Only the lines from the one containing "Target: bare arm" through the end of the material are to be echoed, each exactly as it appears.

[Start Extracted entries]

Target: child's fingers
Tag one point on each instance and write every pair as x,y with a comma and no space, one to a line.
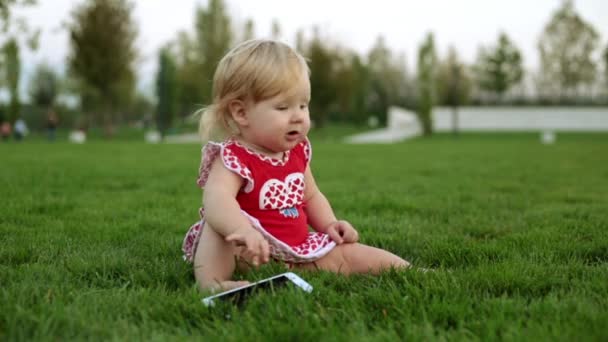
236,238
265,251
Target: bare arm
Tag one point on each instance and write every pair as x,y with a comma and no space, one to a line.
223,213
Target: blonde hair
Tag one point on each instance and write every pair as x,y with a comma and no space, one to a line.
254,70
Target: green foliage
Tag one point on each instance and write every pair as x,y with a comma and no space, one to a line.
44,86
322,63
12,64
498,68
513,230
197,55
454,84
427,61
453,80
166,87
214,38
566,47
5,12
388,83
605,60
102,55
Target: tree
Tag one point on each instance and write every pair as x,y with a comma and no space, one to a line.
12,30
213,39
102,55
605,58
321,62
567,46
498,68
44,86
427,61
275,31
166,88
249,30
454,84
13,73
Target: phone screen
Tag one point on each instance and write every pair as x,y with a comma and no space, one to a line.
239,295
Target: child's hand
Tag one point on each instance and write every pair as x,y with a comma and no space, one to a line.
342,231
256,247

[End Extracted entries]

The output »
Target: bare arm
Tag one point on each instance and write every pair as x,y with a comma and no space, one to a line.
223,213
Target: blonde hair
Tag one point on each instance and write every pair as x,y with a comma and no space, one to a line.
254,70
Target: green foliage
Tag one point on each instance and write every pair as x,y with a comma and no space, one to a line.
44,86
322,63
12,64
498,68
513,230
197,55
454,84
427,61
453,80
166,87
214,38
566,47
5,12
388,83
605,60
102,55
Target: tree
Tag one point on each instance and write every pair as x,y with a comma and no space, one to a line.
12,30
213,39
102,55
605,58
321,62
567,46
498,68
44,86
427,61
275,31
166,88
249,30
454,84
13,73
Target: phone screen
Tag one point on each instance and write every pair as x,y with a comma and no space, one to a line.
239,295
Target: child's hand
Tag one point on each instance and write every pair as x,y with a comma and no space, one to a line.
342,231
256,247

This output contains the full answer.